_Set task:_ Replace "sample" with "reference" in the lines starting with the line that contains "task | indicate the light" and going on through the end of the data. Give those lines again with everything else unchanged.

[Dataset rows on where objects appear]

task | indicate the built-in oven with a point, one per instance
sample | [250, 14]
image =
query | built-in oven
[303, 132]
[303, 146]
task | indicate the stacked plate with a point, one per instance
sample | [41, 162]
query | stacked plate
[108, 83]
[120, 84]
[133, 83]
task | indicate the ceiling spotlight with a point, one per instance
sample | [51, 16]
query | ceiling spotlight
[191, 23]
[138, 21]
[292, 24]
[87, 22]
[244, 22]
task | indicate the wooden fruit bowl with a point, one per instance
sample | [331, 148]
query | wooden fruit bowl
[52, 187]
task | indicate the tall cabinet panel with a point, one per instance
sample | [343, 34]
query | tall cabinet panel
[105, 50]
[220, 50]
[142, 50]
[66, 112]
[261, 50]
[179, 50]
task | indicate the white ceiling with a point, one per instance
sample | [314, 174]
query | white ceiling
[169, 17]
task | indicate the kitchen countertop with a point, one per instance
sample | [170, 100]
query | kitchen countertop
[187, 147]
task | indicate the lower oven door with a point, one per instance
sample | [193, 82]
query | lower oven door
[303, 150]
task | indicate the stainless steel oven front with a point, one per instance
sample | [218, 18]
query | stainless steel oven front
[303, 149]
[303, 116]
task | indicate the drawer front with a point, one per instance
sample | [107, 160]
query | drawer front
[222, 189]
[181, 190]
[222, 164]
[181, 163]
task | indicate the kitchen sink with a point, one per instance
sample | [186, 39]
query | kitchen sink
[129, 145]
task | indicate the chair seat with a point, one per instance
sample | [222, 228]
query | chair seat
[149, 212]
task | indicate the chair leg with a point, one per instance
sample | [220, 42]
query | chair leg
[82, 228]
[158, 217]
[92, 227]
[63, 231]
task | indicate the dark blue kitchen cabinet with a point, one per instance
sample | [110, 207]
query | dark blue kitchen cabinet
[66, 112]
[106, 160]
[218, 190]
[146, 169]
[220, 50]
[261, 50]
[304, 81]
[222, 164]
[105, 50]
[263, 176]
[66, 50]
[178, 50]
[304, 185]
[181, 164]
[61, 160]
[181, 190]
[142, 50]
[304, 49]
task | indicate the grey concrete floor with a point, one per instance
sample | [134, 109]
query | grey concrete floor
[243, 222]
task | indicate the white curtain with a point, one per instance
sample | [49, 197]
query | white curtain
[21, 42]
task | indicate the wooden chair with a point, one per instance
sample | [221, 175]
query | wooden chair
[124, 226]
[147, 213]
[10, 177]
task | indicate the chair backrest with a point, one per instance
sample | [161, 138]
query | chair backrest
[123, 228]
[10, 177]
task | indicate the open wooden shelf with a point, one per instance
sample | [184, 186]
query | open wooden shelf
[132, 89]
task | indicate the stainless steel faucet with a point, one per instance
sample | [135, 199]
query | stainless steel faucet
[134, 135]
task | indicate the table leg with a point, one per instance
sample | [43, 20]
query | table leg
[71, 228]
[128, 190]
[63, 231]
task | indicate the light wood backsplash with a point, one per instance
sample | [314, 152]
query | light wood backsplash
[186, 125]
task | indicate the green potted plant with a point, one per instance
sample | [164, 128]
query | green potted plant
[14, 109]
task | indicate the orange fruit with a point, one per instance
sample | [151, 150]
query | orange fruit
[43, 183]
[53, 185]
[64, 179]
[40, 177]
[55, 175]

_Answer for the task:_
task | indicate the light wood backsplash with a point, one per instance
reference | [314, 152]
query | light wood backsplash
[186, 125]
task | indicate the green potted plant with a point, one per instance
reference | [164, 128]
query | green potted plant
[14, 109]
task | indicate the orange fruit with a point, one per instance
reference | [151, 150]
query | orange fruit
[43, 183]
[53, 185]
[64, 179]
[40, 177]
[55, 175]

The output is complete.